◆ TASK DESCRIPTION
Read through the data below and state how many of its lines contain the word "peony", adding nothing.

◆ ENTRIES SHOWN

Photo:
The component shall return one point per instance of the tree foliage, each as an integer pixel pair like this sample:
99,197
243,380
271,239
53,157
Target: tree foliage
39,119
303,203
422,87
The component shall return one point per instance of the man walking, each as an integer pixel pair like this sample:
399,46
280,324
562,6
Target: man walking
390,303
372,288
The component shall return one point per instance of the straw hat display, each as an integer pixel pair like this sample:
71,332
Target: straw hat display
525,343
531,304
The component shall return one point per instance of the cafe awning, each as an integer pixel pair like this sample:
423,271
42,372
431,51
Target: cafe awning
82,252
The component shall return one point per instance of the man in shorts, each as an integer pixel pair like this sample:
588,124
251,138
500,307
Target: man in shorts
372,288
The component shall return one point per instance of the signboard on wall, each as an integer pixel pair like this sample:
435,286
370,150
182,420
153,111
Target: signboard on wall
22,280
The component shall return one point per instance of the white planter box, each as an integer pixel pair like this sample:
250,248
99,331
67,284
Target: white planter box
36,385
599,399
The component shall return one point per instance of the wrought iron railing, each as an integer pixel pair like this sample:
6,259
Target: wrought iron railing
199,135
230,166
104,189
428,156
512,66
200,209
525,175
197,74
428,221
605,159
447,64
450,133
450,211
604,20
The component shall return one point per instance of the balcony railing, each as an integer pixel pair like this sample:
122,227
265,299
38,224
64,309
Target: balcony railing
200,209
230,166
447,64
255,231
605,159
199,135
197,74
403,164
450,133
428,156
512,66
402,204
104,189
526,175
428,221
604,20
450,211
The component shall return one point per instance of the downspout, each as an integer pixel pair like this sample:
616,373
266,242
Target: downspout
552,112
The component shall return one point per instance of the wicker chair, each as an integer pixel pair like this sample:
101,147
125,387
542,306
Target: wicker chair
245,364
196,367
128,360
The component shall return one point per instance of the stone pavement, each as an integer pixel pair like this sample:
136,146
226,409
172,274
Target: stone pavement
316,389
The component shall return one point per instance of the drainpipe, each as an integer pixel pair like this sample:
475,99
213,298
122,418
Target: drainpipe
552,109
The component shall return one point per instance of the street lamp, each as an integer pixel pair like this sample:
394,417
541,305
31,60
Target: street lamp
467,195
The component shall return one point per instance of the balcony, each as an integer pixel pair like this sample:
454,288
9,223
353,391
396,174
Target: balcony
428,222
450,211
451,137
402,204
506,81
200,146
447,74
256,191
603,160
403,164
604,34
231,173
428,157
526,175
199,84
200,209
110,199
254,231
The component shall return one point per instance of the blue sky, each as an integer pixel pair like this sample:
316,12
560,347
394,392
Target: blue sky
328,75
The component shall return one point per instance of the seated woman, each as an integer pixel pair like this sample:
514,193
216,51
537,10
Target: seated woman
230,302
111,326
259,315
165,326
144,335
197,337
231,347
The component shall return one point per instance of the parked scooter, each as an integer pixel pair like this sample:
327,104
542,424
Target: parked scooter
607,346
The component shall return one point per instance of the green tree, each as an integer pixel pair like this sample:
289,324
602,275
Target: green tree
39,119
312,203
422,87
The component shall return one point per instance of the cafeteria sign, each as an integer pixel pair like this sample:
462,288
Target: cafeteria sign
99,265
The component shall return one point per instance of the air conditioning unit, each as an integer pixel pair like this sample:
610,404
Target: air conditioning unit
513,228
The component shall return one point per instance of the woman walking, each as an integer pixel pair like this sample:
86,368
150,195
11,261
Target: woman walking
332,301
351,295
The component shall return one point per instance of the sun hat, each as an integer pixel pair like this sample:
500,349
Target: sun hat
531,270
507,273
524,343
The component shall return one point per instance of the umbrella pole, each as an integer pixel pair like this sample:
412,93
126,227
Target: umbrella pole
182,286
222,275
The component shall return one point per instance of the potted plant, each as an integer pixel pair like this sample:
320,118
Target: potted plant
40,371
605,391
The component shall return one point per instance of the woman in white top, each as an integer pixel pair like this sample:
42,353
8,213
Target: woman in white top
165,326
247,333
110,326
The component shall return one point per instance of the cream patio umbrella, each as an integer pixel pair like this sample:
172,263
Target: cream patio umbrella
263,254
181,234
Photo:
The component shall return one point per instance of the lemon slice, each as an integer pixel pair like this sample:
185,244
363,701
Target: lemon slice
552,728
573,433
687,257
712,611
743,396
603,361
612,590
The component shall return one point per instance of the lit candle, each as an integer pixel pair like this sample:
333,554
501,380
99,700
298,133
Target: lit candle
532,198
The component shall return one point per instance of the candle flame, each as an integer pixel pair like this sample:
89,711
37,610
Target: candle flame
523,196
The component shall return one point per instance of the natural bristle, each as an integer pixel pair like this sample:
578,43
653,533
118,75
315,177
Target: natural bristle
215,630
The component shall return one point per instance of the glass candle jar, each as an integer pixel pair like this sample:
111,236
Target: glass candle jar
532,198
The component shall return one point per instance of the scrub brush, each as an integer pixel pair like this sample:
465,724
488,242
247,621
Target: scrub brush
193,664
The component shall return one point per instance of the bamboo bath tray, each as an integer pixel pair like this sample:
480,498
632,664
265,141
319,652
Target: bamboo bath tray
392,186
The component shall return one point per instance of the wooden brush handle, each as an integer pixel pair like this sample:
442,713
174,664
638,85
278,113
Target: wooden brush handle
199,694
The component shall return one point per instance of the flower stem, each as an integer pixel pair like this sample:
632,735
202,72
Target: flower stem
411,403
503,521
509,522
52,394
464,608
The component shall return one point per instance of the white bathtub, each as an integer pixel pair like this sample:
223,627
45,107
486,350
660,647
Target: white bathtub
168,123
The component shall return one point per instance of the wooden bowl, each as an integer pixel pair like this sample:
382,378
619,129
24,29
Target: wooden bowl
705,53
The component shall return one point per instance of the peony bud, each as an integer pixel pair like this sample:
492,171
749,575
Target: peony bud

◆ EXERCISE RESULT
2